# Information supplied start

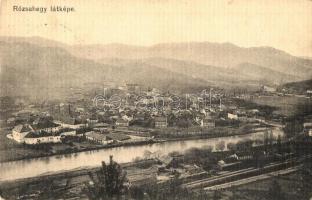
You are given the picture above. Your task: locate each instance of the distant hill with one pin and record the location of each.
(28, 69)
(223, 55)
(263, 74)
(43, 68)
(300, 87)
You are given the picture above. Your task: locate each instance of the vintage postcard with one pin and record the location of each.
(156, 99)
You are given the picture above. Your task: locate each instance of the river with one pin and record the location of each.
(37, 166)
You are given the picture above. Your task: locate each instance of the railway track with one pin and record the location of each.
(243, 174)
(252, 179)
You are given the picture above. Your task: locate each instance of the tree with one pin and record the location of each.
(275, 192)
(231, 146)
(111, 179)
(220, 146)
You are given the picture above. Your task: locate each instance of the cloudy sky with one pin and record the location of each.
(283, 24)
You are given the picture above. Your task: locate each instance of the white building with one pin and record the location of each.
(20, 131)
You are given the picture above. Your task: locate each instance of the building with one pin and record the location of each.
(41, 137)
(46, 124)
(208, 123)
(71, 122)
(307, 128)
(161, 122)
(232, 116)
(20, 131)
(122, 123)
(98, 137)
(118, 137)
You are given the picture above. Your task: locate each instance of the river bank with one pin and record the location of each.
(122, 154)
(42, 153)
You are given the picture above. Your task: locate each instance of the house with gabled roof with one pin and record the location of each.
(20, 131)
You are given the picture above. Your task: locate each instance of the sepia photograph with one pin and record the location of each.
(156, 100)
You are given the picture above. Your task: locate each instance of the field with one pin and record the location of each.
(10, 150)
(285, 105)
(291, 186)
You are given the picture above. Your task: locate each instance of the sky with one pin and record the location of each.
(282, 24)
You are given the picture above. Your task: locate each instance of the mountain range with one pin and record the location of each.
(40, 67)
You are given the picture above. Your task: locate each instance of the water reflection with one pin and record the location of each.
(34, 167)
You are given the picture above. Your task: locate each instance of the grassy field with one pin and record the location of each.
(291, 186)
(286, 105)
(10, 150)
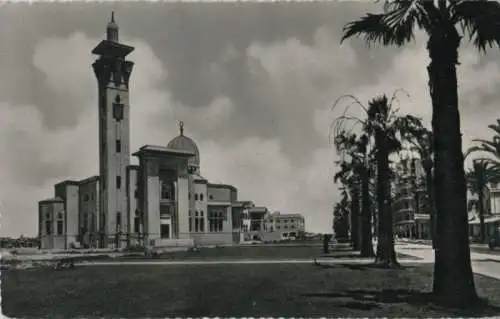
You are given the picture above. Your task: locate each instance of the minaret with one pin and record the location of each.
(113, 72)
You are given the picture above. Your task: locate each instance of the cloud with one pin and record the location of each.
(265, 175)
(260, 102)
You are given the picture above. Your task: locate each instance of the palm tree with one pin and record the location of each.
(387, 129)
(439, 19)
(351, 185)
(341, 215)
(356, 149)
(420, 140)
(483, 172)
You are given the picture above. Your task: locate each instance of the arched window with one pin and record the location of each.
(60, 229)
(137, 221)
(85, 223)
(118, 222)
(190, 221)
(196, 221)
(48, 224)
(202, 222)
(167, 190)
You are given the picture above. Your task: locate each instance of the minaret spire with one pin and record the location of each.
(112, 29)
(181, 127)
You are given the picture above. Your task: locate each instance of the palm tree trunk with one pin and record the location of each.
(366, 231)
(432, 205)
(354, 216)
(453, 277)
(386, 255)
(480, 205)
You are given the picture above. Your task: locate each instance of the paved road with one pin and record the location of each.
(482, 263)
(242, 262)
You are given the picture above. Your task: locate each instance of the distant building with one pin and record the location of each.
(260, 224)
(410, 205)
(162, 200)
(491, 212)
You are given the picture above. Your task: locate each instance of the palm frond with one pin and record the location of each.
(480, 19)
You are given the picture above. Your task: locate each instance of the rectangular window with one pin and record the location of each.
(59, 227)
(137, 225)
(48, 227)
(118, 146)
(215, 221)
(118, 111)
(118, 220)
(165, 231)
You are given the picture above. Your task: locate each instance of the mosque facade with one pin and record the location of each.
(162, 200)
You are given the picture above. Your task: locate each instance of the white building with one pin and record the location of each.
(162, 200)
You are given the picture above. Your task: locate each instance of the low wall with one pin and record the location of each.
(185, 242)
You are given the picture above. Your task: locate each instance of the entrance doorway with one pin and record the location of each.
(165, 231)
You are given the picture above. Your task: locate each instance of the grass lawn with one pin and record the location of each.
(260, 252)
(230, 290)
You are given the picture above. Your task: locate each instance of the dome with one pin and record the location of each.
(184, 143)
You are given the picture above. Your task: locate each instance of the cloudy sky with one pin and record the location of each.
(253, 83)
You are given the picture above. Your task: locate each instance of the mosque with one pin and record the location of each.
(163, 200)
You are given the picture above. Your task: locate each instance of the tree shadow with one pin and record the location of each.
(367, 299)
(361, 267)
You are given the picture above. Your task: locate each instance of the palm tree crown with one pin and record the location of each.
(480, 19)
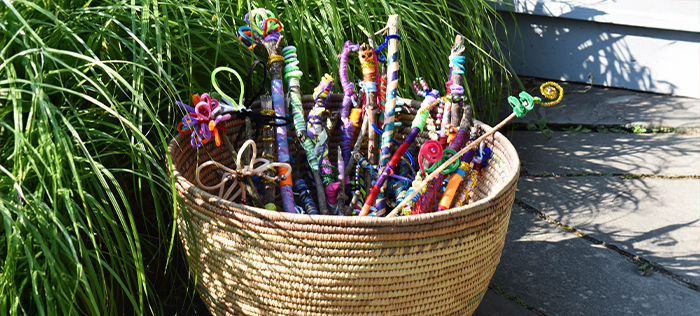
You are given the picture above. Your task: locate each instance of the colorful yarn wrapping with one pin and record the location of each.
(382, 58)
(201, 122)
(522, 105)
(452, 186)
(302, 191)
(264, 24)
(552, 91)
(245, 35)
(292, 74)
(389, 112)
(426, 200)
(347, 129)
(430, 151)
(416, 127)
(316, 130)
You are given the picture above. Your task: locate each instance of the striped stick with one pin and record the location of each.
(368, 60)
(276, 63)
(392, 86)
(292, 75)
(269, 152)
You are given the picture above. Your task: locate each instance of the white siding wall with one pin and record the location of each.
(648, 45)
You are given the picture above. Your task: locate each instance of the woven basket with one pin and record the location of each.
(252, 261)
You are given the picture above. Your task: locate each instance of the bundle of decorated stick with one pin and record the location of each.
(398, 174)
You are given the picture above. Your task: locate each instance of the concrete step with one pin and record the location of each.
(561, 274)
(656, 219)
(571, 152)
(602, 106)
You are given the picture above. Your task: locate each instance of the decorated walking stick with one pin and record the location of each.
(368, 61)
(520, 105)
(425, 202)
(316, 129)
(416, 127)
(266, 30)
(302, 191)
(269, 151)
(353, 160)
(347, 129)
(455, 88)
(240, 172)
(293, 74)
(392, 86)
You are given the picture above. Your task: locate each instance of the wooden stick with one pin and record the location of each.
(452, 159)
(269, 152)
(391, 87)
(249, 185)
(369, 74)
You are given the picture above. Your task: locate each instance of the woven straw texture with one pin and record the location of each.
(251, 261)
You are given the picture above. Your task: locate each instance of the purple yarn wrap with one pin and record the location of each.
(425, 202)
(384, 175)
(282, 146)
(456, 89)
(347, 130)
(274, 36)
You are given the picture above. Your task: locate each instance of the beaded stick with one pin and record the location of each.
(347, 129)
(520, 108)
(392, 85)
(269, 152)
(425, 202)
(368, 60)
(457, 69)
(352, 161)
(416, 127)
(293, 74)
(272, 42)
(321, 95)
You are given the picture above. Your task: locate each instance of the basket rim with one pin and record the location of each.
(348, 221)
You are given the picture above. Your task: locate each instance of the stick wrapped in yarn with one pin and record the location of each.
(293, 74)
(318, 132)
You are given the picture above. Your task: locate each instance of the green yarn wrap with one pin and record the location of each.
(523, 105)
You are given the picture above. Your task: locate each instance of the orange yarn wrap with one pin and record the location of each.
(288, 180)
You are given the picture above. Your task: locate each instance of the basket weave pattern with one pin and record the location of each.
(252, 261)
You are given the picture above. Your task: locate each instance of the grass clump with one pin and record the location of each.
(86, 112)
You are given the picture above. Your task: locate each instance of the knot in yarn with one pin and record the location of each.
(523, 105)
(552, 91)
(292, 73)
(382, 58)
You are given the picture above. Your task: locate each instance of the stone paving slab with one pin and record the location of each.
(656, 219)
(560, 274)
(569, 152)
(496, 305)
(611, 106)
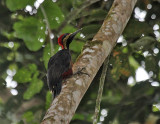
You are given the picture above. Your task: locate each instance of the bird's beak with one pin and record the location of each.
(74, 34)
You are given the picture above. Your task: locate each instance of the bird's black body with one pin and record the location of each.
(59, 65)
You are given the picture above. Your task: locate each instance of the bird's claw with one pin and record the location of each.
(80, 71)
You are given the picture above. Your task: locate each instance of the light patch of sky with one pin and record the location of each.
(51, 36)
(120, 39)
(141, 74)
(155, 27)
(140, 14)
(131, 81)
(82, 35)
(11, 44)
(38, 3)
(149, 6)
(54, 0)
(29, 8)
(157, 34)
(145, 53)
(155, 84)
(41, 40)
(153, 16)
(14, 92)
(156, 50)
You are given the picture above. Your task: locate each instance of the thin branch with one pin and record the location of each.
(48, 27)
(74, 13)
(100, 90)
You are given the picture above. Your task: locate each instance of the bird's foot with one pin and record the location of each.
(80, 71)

# Information supplied end

Exercise aim:
Begin with the line containing "the bird's beak" and repeat each line exactly until the records above end.

Result for this exercise:
You are given the picture above. Your task: locate each instance of the bird's beak with one pin and record the location of each.
(74, 34)
You are given the picture above. Your task: locate each instance of the bird's black body with one pin and record the location of each.
(59, 65)
You are given the picture above. Your task: locate each instance of the bird's claw with one pin and record the location of each.
(80, 71)
You are given the picture above. Your task: locate each instance of the light patch of sky with one pin and record the location of each.
(51, 36)
(120, 39)
(141, 74)
(155, 27)
(140, 14)
(131, 81)
(82, 35)
(11, 44)
(38, 3)
(149, 6)
(54, 0)
(29, 8)
(157, 34)
(145, 53)
(155, 84)
(41, 40)
(153, 16)
(14, 92)
(156, 50)
You are given the picture above. Your task: locate each instance of the thin branch with one pin and record the location of each.
(48, 27)
(74, 13)
(100, 90)
You are given the picture above. Your task: locate each instance of the bird's foot with one pin and record the location of each.
(80, 71)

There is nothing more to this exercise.